* [What to work on]:
Repeat the stretch of entries below from the line with "vanity in the photo above." through the line with "door in the photo above.". Include both ends and add nothing.

[Records from a dataset]
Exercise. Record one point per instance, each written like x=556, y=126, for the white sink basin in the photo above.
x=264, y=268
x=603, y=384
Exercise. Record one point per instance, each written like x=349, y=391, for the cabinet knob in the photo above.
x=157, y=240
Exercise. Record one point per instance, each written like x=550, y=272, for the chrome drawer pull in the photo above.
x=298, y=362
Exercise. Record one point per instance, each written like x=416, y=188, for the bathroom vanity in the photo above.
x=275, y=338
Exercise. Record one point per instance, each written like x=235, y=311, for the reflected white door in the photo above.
...
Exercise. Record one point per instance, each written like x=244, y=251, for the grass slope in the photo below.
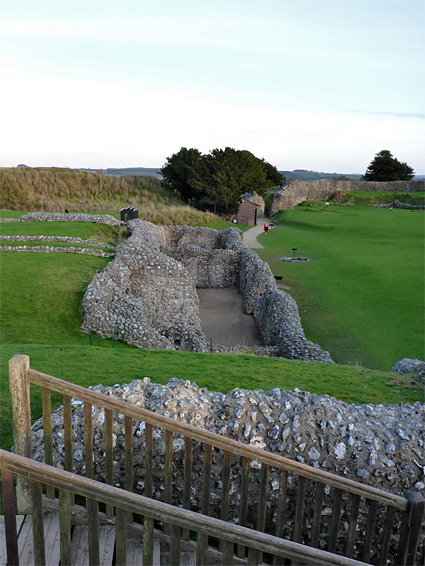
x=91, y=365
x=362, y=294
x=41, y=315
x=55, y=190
...
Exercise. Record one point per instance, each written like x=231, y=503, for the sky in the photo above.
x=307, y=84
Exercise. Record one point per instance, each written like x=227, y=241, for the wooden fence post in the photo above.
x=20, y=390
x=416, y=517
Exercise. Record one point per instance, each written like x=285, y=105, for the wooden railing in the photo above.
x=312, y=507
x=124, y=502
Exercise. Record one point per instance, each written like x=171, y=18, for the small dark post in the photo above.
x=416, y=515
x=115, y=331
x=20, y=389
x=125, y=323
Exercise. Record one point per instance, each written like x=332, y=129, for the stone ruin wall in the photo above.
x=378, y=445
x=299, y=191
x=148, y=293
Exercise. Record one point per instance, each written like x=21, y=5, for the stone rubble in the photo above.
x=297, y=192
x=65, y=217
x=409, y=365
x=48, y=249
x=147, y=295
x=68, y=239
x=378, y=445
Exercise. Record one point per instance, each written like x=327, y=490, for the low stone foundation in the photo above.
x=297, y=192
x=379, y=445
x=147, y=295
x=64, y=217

* [Solved exercise]:
Exercise. Record one point per instance, each written like x=416, y=188, for the bathroom vanity in the photo above.
x=275, y=338
Exercise. Record one point per instance, each written like x=235, y=311, for the reflected white door in the photo above.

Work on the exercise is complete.